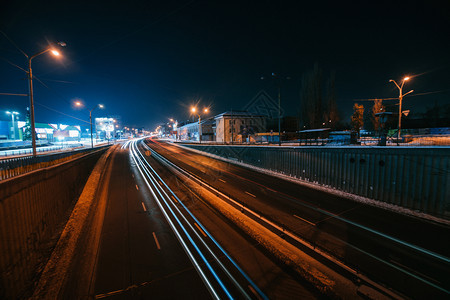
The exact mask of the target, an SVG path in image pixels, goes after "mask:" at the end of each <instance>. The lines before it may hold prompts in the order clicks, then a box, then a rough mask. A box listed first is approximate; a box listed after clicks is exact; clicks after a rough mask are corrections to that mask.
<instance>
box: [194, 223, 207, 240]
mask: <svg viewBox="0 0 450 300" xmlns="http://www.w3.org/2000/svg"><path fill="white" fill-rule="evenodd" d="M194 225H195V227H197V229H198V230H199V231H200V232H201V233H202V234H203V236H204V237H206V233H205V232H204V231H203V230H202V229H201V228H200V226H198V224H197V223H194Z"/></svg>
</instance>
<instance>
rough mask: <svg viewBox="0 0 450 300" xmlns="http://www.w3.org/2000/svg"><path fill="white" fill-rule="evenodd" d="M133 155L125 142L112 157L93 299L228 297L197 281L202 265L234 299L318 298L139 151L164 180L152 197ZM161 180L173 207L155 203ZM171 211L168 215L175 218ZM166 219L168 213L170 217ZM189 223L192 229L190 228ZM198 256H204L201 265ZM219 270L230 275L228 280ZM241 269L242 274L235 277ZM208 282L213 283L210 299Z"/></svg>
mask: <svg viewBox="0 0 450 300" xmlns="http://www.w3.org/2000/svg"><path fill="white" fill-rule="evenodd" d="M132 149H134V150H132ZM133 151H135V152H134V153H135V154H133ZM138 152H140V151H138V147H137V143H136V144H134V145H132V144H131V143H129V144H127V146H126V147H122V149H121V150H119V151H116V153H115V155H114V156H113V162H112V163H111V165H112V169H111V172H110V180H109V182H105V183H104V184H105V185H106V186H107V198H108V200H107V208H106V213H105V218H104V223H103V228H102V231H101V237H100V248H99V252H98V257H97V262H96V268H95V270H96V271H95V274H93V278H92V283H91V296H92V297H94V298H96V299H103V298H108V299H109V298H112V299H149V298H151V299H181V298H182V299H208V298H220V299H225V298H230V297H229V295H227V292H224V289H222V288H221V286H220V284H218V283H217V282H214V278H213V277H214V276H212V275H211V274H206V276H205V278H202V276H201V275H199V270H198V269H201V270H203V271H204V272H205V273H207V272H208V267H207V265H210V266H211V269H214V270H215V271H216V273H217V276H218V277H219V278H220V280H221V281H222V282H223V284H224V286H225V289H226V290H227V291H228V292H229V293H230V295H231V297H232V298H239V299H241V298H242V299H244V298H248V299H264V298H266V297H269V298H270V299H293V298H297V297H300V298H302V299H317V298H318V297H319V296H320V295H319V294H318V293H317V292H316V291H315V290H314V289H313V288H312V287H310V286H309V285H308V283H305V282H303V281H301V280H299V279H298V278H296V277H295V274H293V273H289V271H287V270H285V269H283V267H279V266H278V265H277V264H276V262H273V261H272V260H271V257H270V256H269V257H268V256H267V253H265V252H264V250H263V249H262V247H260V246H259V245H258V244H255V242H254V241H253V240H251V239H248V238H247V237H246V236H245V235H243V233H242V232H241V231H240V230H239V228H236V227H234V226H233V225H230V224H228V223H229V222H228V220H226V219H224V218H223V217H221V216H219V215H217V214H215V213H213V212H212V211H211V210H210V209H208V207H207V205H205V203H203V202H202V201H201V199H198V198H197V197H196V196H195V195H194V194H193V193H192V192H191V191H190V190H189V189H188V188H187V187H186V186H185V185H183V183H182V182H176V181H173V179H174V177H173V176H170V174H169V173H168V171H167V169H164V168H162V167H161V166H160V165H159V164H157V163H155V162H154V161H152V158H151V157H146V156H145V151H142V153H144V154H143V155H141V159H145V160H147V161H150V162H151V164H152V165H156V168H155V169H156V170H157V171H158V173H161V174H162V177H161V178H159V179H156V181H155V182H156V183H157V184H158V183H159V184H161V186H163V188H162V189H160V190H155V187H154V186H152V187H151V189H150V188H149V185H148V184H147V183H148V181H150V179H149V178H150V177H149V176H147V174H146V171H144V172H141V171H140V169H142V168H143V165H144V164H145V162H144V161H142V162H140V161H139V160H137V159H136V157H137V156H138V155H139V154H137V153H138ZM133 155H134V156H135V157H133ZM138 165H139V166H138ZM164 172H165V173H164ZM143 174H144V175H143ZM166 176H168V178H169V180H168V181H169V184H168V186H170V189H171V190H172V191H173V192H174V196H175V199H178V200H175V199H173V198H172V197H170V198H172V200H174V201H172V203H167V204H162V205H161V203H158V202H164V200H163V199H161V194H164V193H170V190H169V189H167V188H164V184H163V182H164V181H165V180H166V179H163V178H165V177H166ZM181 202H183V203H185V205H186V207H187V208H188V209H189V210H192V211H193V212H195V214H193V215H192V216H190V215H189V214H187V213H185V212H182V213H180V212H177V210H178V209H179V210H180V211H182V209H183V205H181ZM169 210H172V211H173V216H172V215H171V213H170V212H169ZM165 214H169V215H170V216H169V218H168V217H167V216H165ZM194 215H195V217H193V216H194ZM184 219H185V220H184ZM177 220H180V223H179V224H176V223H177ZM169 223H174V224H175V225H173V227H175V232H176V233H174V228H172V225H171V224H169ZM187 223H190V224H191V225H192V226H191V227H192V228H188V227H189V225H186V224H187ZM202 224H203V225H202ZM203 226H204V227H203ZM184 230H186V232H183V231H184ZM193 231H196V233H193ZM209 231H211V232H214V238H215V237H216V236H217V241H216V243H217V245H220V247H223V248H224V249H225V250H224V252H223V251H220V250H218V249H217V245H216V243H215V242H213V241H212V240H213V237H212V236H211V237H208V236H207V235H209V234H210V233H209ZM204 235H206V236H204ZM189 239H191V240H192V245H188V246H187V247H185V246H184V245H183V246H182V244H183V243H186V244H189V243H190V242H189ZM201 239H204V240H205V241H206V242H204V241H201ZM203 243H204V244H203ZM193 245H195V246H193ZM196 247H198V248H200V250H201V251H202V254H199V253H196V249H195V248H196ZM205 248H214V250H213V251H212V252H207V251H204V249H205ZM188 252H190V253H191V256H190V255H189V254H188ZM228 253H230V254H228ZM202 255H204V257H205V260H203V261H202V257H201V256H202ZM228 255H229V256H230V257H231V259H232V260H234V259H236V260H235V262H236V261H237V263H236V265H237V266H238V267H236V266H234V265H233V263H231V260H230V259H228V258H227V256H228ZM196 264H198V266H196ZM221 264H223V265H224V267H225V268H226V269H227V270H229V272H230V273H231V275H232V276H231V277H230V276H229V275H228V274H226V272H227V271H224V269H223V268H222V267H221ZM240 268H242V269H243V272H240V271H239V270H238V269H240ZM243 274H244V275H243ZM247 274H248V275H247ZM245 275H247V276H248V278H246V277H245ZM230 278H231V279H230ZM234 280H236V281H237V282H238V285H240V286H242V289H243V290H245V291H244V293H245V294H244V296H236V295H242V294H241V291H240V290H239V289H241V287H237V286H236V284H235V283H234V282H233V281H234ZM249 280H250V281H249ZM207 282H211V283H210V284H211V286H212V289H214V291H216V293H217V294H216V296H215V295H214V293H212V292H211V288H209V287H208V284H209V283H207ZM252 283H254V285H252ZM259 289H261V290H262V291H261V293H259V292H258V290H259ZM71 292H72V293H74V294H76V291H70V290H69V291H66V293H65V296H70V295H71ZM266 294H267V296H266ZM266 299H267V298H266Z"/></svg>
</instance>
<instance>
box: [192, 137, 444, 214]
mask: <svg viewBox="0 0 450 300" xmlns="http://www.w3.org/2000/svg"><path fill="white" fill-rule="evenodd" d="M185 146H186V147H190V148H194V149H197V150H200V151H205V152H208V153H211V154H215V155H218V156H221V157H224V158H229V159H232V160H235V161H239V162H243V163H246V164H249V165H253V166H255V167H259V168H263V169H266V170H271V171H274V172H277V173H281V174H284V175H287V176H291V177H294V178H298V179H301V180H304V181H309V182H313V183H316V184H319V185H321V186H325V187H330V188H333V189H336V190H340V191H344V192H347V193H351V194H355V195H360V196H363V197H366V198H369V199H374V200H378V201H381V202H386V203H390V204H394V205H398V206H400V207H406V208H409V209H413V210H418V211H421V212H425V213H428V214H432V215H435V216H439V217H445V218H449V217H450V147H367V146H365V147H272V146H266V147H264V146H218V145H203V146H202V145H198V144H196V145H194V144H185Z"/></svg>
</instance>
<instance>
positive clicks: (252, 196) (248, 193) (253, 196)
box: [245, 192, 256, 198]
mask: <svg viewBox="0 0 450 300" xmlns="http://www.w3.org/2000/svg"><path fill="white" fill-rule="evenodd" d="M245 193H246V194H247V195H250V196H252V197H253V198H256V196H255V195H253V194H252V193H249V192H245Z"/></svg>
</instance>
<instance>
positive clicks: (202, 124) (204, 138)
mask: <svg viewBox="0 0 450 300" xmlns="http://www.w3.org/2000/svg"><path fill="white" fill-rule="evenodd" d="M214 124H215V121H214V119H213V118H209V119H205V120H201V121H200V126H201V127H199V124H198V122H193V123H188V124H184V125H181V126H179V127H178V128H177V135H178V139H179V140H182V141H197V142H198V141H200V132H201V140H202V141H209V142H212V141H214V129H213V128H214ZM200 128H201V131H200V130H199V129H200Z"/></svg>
:::
[Action item]:
Once you find the line containing "box: [245, 192, 256, 198]", copy it and every line after it through the end of the records, exactly as they stand.

[Answer]:
box: [245, 192, 256, 198]
mask: <svg viewBox="0 0 450 300" xmlns="http://www.w3.org/2000/svg"><path fill="white" fill-rule="evenodd" d="M245 193H246V194H247V195H250V196H252V197H253V198H256V196H255V195H253V194H252V193H249V192H245Z"/></svg>
</instance>
<instance>
positive clicks: (202, 124) (204, 138)
mask: <svg viewBox="0 0 450 300" xmlns="http://www.w3.org/2000/svg"><path fill="white" fill-rule="evenodd" d="M214 124H215V121H214V119H213V118H209V119H205V120H201V121H200V126H201V127H199V124H198V122H193V123H188V124H184V125H181V126H179V127H178V128H177V135H178V139H179V140H182V141H197V142H198V141H200V132H201V140H202V141H209V142H212V141H214V129H213V128H214ZM200 128H201V131H200V130H199V129H200Z"/></svg>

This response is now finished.